---------- ENTRIES PROVIDED ----------
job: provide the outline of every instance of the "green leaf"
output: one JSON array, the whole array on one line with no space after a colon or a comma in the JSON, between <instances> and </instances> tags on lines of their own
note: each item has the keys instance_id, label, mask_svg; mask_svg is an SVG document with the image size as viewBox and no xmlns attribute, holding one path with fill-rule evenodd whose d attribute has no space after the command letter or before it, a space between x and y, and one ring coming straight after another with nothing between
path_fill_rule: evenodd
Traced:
----------
▶ _DIRECTIVE_
Please rewrite the entries above as a Markdown table with the columns "Row" and "Line," giving each non-blank line its own numbered row and leaving out blank lines.

▶ _REPLY_
| Row | Line |
|---|---|
| 1 | job: provide the outline of every instance of the "green leaf" |
| 2 | output: one JSON array, the whole array on one line with no space after a colon or a comma in the JSON, between <instances> and </instances> tags on lines of their own |
| 3 | note: each item has the keys instance_id, label, mask_svg; mask_svg is an SVG document with the image size as viewBox and no xmlns attribute, holding one path with fill-rule evenodd whose d attribute has no space after the command letter or before it, a space between x and y, and one ring coming straight after another with nothing between |
| 4 | path_fill_rule: evenodd |
| 5 | Traced: |